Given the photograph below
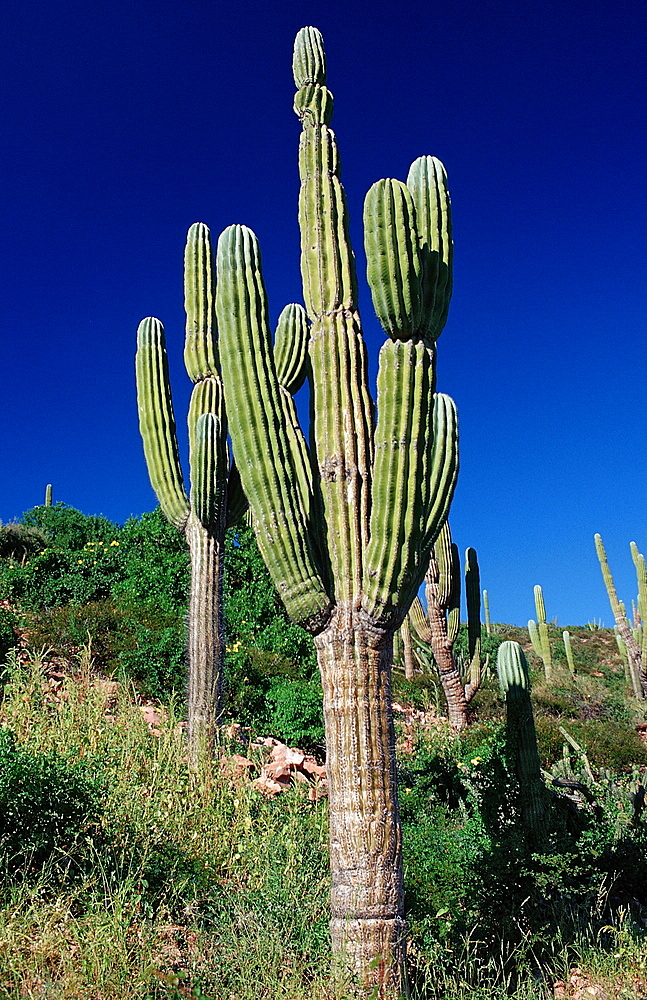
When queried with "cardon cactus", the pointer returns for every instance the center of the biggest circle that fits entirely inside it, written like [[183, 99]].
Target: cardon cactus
[[634, 640], [437, 630], [346, 525], [538, 632], [215, 493], [521, 738]]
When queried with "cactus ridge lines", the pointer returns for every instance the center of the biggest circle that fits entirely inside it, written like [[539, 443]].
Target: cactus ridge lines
[[157, 421], [200, 345], [398, 513], [393, 259], [266, 461], [309, 57], [427, 181]]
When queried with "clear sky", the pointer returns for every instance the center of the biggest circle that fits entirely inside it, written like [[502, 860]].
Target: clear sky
[[125, 121]]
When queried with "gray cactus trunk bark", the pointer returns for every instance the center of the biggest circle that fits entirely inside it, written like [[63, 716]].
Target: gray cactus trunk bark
[[367, 895], [206, 635], [450, 677]]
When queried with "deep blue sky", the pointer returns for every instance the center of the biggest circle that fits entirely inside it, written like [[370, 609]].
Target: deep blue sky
[[125, 122]]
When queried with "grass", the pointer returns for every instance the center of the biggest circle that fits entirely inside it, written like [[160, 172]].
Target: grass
[[191, 884]]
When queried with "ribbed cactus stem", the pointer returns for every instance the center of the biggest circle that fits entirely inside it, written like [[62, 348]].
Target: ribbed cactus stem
[[346, 526], [486, 609], [568, 648], [521, 739], [542, 628], [473, 601], [637, 666]]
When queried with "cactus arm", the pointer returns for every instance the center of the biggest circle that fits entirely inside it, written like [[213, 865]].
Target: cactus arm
[[157, 422], [398, 520], [200, 344], [638, 670], [341, 403], [393, 258], [265, 460], [542, 626], [535, 639], [209, 465], [427, 182], [568, 649], [473, 601]]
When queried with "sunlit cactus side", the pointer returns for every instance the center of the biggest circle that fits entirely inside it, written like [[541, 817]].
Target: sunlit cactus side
[[486, 610], [435, 632], [635, 646], [215, 497], [346, 525], [538, 632], [521, 739], [568, 648]]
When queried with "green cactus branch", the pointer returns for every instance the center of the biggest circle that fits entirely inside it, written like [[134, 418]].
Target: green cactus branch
[[346, 525]]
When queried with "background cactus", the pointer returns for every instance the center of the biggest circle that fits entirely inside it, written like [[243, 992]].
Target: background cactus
[[634, 641], [346, 527], [521, 738], [436, 631], [538, 632]]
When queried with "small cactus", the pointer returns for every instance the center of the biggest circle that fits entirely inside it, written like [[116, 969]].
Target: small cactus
[[634, 641], [538, 632], [521, 738]]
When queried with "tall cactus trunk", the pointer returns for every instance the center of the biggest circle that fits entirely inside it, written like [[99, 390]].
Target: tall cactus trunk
[[365, 838], [206, 634], [450, 677]]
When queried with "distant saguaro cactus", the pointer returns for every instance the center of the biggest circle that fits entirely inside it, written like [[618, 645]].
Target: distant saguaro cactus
[[514, 682], [435, 632], [634, 640], [346, 528], [538, 632]]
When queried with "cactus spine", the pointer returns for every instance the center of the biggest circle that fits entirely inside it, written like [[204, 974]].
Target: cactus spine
[[438, 629], [521, 738], [538, 632], [634, 642], [346, 528]]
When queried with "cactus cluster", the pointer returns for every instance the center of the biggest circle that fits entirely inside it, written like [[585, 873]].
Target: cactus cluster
[[521, 739], [346, 523], [632, 642], [435, 632]]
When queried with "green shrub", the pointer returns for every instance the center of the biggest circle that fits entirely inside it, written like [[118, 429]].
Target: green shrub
[[47, 806], [297, 713], [8, 623]]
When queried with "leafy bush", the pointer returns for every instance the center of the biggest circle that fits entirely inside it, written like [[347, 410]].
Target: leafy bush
[[469, 872], [8, 623], [47, 806], [297, 713]]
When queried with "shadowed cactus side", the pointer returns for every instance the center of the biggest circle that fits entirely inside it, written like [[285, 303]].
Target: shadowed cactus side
[[521, 739], [345, 526], [435, 632], [633, 640], [538, 632], [215, 495]]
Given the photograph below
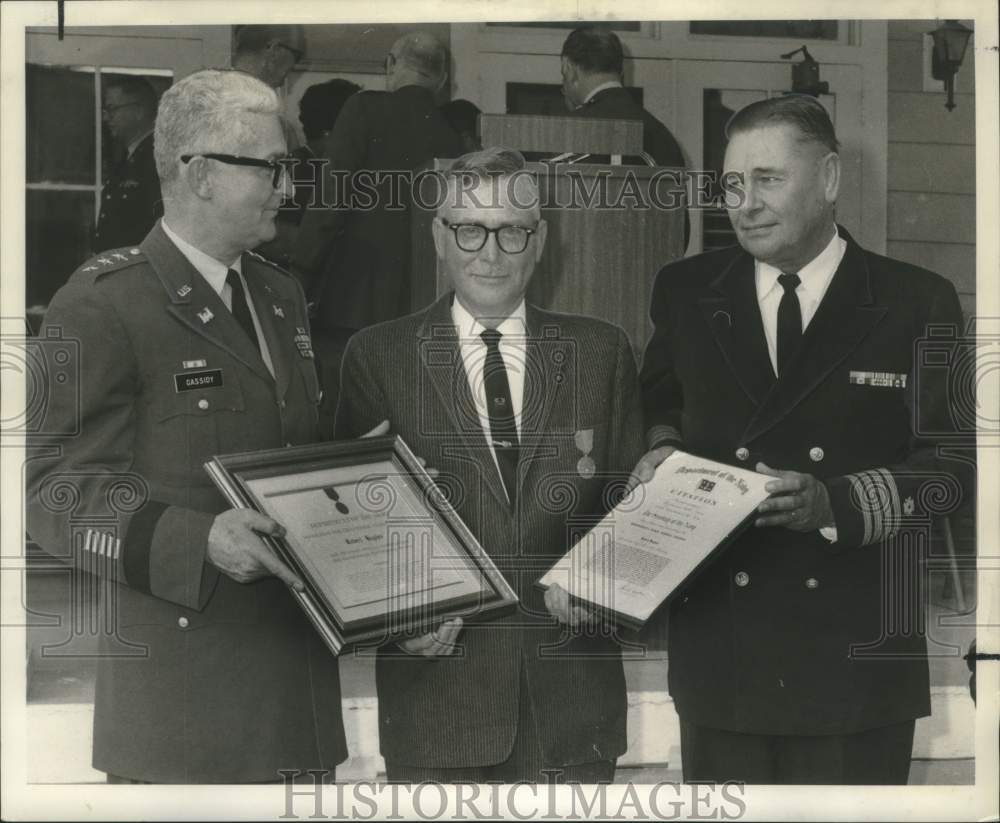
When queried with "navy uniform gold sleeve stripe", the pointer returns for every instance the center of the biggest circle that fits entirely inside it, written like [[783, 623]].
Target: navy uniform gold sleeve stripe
[[866, 505], [139, 542], [662, 435]]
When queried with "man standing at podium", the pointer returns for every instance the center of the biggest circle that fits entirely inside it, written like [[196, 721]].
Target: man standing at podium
[[799, 655], [593, 65], [533, 420]]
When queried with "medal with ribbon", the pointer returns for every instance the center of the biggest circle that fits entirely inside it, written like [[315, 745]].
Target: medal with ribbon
[[584, 440]]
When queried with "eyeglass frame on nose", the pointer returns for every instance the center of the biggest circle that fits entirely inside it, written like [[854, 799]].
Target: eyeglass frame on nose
[[487, 231], [107, 111], [277, 167]]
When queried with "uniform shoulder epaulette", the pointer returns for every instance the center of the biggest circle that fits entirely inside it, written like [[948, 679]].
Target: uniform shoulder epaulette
[[270, 263], [113, 260]]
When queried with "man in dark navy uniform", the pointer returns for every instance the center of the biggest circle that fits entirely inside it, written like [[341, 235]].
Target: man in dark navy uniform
[[130, 198], [799, 656]]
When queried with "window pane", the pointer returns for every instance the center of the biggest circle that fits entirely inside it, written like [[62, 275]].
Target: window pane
[[797, 29], [59, 224], [61, 113], [114, 150]]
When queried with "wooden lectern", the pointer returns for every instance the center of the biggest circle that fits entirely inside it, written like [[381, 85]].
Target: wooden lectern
[[610, 228]]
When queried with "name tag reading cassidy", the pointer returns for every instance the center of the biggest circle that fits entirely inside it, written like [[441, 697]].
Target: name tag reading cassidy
[[658, 536]]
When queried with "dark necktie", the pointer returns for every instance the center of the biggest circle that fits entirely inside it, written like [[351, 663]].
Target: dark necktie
[[789, 320], [241, 311], [503, 429]]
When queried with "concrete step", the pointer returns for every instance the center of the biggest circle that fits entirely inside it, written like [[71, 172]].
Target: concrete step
[[59, 743]]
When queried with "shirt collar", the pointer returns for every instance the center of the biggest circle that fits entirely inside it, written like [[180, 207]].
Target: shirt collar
[[206, 265], [815, 275], [611, 84], [514, 325]]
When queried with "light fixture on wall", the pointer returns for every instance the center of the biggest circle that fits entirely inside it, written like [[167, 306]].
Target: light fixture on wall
[[950, 40], [805, 74]]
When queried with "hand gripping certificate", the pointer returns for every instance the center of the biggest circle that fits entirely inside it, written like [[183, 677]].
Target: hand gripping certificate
[[658, 536], [377, 545]]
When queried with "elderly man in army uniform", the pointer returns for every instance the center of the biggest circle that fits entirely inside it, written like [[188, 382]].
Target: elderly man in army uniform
[[130, 197], [191, 347]]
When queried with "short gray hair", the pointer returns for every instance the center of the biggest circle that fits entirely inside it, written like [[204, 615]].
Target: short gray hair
[[203, 113], [490, 165]]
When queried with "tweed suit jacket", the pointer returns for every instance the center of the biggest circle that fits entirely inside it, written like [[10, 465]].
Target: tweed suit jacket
[[657, 140], [201, 678], [787, 633], [355, 258], [581, 396]]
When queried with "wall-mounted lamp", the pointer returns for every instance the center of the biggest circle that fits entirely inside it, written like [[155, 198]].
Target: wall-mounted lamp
[[950, 40], [805, 74]]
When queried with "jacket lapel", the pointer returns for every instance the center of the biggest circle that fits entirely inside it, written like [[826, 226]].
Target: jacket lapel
[[195, 304], [733, 315], [276, 315], [844, 318], [547, 358], [441, 360]]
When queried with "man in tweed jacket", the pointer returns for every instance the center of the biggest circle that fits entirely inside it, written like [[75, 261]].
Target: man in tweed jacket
[[528, 467]]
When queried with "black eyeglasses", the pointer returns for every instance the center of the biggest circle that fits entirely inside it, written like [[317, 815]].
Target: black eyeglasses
[[473, 236], [109, 110], [276, 166]]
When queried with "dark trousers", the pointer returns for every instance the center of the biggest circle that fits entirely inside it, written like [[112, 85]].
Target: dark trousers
[[878, 756], [525, 763]]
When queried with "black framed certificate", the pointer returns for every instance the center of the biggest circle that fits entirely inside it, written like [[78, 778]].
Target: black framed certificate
[[380, 550], [658, 537]]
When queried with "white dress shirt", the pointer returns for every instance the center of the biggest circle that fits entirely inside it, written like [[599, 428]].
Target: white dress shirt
[[513, 350], [611, 84], [215, 273], [815, 276]]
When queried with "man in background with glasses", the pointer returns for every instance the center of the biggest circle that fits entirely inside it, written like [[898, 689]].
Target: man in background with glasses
[[130, 196], [355, 259], [269, 52], [192, 347], [533, 420]]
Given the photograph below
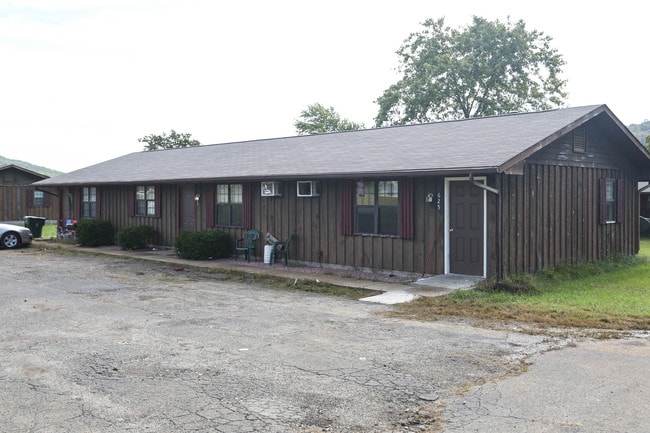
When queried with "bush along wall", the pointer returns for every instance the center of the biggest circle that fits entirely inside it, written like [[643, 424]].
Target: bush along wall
[[135, 238], [95, 233], [203, 245]]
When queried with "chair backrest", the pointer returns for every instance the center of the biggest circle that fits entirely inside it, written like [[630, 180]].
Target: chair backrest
[[251, 236]]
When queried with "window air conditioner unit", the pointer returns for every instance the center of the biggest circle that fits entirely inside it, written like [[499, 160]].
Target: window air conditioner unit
[[271, 189], [308, 188]]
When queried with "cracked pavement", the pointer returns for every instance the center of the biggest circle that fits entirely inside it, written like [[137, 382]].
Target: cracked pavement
[[105, 344]]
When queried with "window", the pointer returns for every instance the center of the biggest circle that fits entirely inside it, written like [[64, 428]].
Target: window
[[145, 200], [89, 202], [229, 205], [39, 199], [579, 140], [377, 207], [612, 200]]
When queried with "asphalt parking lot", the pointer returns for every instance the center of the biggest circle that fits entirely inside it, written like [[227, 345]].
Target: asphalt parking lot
[[111, 344]]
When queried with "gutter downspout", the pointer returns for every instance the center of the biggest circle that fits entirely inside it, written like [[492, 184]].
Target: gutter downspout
[[499, 221]]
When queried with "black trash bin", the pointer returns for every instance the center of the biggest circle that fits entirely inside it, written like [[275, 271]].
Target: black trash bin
[[35, 224]]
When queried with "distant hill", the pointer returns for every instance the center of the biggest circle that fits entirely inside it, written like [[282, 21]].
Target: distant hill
[[28, 166], [640, 131]]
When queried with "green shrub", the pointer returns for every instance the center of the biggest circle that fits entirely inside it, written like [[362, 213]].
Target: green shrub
[[95, 233], [135, 238], [204, 245]]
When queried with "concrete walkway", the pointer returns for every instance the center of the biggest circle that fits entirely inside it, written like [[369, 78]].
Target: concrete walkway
[[391, 293]]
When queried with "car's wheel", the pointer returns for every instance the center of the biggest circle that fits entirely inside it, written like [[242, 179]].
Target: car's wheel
[[10, 240]]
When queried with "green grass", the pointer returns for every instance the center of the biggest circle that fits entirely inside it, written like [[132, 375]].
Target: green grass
[[609, 294]]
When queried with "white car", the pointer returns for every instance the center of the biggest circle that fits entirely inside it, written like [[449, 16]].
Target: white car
[[13, 236]]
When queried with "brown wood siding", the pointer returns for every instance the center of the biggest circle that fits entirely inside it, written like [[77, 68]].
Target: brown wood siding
[[551, 216], [116, 204]]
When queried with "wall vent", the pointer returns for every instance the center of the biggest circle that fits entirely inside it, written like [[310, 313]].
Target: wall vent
[[271, 189], [308, 188]]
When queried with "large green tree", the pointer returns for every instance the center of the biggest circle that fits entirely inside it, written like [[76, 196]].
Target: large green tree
[[484, 69], [172, 141], [318, 119]]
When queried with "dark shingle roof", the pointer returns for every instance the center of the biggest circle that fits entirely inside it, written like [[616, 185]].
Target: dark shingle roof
[[486, 144]]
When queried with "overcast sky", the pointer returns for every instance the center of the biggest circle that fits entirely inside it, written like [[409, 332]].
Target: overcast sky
[[82, 80]]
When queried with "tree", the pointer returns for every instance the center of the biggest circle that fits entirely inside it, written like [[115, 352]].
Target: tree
[[318, 119], [172, 141], [485, 69]]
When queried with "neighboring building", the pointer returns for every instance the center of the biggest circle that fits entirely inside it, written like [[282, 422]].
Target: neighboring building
[[483, 196], [18, 198]]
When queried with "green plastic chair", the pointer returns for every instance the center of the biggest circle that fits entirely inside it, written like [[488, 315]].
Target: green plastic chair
[[247, 244]]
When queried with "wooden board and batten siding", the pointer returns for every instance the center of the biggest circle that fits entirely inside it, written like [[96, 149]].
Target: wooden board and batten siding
[[539, 176], [552, 213]]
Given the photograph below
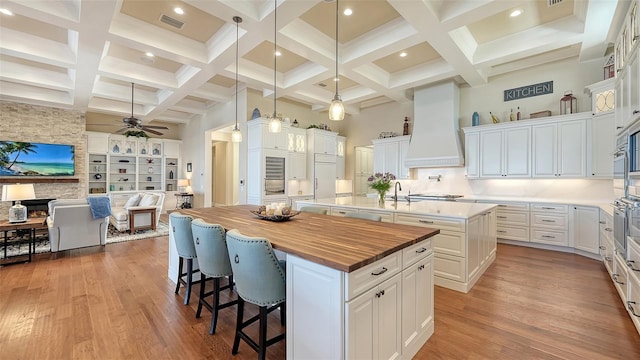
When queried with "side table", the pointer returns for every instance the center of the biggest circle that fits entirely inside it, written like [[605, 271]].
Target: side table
[[32, 225]]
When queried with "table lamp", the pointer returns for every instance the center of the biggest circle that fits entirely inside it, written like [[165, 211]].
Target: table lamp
[[18, 192], [182, 185]]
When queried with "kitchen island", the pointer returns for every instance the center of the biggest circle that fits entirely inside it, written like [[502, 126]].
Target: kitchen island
[[355, 288], [465, 246]]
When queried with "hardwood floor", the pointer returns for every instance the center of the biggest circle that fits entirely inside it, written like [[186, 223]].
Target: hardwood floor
[[116, 302]]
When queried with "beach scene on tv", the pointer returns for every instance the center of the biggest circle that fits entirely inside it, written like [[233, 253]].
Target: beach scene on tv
[[36, 159]]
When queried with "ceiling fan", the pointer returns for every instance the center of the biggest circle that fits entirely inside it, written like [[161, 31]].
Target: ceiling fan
[[136, 124]]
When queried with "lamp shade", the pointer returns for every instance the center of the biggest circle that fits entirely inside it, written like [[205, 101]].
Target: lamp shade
[[15, 192]]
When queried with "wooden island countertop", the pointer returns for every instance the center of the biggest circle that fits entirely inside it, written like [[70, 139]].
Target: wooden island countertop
[[343, 244]]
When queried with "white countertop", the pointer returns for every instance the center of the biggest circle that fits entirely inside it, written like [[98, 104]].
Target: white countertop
[[450, 209]]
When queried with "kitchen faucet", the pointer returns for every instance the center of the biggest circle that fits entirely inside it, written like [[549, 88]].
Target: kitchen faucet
[[395, 196]]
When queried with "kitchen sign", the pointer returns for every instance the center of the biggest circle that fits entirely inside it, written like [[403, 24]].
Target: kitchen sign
[[529, 91]]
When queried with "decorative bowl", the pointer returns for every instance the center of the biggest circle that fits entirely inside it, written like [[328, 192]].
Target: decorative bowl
[[275, 217]]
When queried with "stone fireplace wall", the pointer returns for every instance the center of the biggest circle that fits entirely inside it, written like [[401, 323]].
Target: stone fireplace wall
[[32, 123]]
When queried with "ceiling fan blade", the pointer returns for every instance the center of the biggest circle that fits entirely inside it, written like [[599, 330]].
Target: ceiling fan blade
[[152, 131], [154, 127]]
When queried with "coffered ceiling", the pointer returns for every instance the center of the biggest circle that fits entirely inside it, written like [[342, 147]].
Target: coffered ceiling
[[82, 54]]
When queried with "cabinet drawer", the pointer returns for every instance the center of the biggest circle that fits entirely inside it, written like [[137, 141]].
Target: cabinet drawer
[[340, 211], [363, 279], [449, 267], [513, 233], [550, 237], [547, 208], [555, 221], [386, 216], [449, 242], [430, 221], [512, 218], [416, 252]]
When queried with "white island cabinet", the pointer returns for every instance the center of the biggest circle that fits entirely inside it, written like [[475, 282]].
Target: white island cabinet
[[465, 246]]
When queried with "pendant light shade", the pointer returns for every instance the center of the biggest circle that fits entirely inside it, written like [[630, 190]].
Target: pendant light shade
[[275, 126], [236, 135], [336, 110]]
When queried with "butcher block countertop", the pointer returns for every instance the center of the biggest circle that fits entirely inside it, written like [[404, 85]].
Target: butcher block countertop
[[344, 244]]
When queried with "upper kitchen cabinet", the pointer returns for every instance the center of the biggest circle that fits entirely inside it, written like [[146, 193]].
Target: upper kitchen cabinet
[[261, 138], [559, 149], [322, 141], [389, 156]]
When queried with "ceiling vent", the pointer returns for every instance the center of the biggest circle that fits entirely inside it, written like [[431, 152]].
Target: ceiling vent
[[177, 23]]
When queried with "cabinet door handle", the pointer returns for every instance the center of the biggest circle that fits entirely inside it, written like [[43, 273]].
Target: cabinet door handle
[[384, 270], [630, 307], [630, 265]]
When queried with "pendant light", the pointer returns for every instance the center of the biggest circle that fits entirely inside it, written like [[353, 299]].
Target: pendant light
[[336, 110], [275, 126], [236, 135]]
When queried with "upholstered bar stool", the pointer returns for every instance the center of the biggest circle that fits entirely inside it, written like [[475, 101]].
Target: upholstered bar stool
[[260, 280], [213, 258], [314, 209], [181, 228], [366, 216]]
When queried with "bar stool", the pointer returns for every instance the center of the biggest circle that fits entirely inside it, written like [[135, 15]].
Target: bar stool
[[181, 228], [213, 258], [314, 209], [366, 216], [260, 280]]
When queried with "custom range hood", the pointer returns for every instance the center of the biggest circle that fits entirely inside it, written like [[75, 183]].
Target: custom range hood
[[435, 141]]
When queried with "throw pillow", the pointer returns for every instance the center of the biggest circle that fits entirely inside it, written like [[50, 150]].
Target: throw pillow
[[148, 200], [133, 201]]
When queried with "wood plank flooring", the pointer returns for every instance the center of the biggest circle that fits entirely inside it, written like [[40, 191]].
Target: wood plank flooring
[[116, 302]]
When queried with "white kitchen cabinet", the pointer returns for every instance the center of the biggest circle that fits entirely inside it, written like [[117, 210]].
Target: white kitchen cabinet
[[321, 141], [559, 149], [389, 156], [585, 228], [505, 152], [472, 155], [373, 322]]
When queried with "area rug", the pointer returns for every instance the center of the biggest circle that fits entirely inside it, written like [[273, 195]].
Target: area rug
[[21, 247]]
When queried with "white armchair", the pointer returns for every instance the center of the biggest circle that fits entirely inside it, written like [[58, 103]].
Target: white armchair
[[71, 225], [121, 203]]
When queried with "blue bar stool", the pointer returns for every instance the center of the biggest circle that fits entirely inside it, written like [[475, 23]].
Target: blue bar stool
[[181, 228], [260, 280], [213, 258]]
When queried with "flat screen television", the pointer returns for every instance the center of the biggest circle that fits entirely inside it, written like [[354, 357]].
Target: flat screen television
[[19, 158]]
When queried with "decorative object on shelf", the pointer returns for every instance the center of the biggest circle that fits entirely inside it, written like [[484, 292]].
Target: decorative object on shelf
[[475, 119], [405, 127], [256, 114], [336, 109], [236, 135], [381, 183], [17, 193], [494, 118], [568, 103]]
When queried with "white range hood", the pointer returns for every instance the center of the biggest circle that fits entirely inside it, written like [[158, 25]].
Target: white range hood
[[435, 141]]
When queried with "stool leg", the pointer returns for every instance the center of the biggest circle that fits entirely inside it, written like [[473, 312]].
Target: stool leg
[[262, 345], [216, 304], [240, 313], [201, 297], [180, 261], [187, 295]]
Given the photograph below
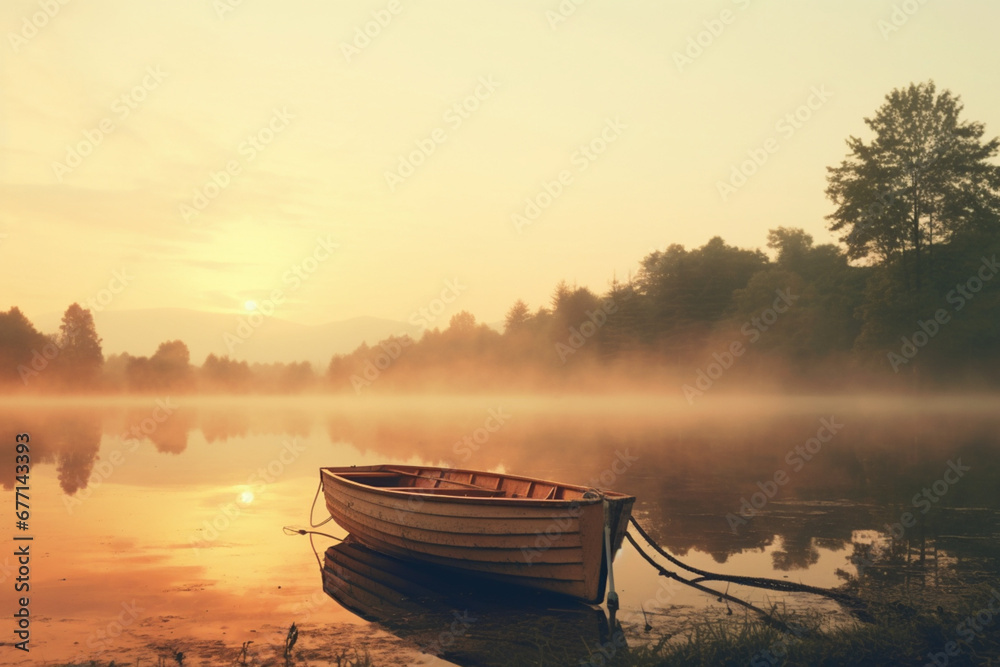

■ ■ ■ ■

- WORK TO DO: Can you copy out, word for word, every line from the one containing "like [[188, 382]]." through the one containing "[[473, 236], [109, 110], [276, 166]]", with both of those lines included?

- SOLUTION TO THIS PROBLEM:
When queried with "elderly man in army uniform", the pointer returns for every instance the center of the biggest circle that fits entirely inside it, written like [[188, 382]].
Target: elderly man in army uniform
[[130, 197], [191, 347]]
When queried with "short gray hair", the pointer returns for every instance the center of the biggest circle that fits entirely inside it, written like [[204, 615]].
Target: short gray hair
[[203, 113], [490, 165]]
When queried with "tweed suit jacket", the pointer returns for every instance the center of the biggest circle that fits entirely inside it, written like [[10, 465]].
Target: tweed suit jacket
[[657, 140], [201, 678], [787, 633], [355, 258], [581, 396]]
When queried with "wall-mounted lamp", the pointer returns for every instance the center of the biggest circle that fits entirely inside it, written like [[155, 198]].
Target: wall-mounted lamp
[[950, 40], [805, 74]]
When queried with "jacket lapel", the pointer returns for every instance the center of the biggest circle that fits entirely inside it, written like [[826, 226]].
Target: jacket lapel
[[195, 304], [733, 315], [276, 315], [844, 318], [547, 358], [441, 360]]
When queried with "man in tweed jacket", the pointer returns for every instance the center of the biggest circle that fits entirely inside it, written like [[75, 261]].
Target: man in tweed jacket
[[528, 467]]
When queried with "black eyeglasses", the pointer returns for every instance the center of the biggest circle that fits entirely inside it, written like [[317, 815]].
Target: black eyeglasses
[[473, 236], [109, 110], [276, 166]]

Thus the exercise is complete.